OBJETIVO DE LA TAREA: En el texto sobre la derrota de la izquierda, ¿cómo define Jorge Lago la política?

Aún es difícil calibrar la profundidad del fracaso, pero la derrota puede convertirse en irreversible si no se aprende de ella y se extraen consecuencias que permitan abrir otras posibilidades políticas en una Europa cada vez más sometida a centrifugación, en un mundo global en emergencia medioambiental y en un capitalismo postindustrial pero no necesariamente postfordista. La dimensión de lo perdido ha de medirse en la escala que establece este horizonte triple de la crisis europea, la crisis medioambiental y la crisis económica. En este marco, una derrota política puede ser una inflexión en los antagonismos pero nunca debe ser una derrota de aquellos, a menos que no se entienda bien su entramado complejo.
La política, afirmaba Jorge Lago en un artículo reciente, es el arte de una parte para ser capaz de representar al todo. Es una tesis correcta e iluminadora si reflexionamos un momento sobre la parte y el todo del que estamos hablando. Ambos son relativos, dependiendo de si nos movemos en los niveles comunitarios, locales y autonómicos, estatales o pluriestatales y globales. Pero lo más hermoso y profundo de la política está en esta intención de representar al todo en las decisiones que afectan a todos. Sin abandonar el antagonismo de parte, es decir, sin dejar de tomar partido, pero sin olvidar que es la sociedad en su conjunto la que se quiere representar y, en la medida que se pueda, liberar de sus propias ataduras. La pregunta entonces es cómo ha fracasado la izquierda políticamente, si es que lo ha hecho en realidad en este objetivo de representar al conjunto de la ciudadanía y gobernar para todos.

DATOS PROPORCIONADOS:
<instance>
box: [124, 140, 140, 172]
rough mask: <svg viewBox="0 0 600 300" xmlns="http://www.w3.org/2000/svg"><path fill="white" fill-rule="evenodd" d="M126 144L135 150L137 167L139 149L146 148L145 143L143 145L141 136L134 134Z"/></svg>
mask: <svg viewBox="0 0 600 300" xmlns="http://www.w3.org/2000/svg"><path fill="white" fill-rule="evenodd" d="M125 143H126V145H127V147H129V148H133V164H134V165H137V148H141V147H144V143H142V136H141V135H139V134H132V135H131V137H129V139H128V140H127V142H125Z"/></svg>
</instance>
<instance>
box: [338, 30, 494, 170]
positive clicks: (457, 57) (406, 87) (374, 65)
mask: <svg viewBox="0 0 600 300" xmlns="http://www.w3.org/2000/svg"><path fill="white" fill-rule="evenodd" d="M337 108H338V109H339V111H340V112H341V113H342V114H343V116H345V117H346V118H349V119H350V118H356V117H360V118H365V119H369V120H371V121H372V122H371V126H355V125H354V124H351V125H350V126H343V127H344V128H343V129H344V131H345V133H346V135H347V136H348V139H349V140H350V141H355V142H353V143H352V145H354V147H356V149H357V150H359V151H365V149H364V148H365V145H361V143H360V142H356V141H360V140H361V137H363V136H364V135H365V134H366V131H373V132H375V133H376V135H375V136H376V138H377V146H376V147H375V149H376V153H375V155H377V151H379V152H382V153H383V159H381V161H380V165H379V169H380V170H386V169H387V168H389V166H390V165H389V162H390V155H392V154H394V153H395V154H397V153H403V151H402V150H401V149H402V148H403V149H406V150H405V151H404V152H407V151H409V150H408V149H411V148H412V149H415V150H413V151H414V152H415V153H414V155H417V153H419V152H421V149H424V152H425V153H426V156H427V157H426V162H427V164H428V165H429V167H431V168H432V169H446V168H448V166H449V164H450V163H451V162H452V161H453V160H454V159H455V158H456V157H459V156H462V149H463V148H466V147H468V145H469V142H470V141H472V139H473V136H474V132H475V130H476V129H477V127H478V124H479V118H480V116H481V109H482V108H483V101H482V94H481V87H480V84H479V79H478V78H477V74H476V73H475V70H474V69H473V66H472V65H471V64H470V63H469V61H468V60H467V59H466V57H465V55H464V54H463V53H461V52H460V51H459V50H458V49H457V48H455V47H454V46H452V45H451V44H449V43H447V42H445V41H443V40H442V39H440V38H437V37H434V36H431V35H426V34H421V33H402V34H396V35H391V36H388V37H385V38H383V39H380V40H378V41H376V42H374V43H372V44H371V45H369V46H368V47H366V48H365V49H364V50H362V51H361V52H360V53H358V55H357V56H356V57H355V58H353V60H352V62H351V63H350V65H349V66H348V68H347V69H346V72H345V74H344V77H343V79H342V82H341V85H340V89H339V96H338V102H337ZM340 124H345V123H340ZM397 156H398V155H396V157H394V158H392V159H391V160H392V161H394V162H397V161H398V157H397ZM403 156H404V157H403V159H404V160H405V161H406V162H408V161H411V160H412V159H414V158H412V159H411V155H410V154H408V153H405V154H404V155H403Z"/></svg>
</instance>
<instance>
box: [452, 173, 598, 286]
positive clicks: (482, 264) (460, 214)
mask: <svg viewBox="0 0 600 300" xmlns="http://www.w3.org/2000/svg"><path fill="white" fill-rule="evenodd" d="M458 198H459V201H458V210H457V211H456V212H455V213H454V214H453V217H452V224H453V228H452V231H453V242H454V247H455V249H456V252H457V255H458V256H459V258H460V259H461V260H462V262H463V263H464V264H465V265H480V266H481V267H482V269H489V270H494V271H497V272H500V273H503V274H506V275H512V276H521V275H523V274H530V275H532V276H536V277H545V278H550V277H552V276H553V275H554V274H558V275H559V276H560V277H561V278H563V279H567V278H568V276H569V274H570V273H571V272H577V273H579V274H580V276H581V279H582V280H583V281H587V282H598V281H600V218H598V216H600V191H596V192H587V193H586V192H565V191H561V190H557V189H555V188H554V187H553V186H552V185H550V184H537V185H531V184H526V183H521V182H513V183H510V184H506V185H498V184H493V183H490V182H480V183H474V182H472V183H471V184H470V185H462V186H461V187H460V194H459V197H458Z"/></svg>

RESULTADO DEL EJERCICIO: La define como el arte de una parte para ser capaz de representar al todo.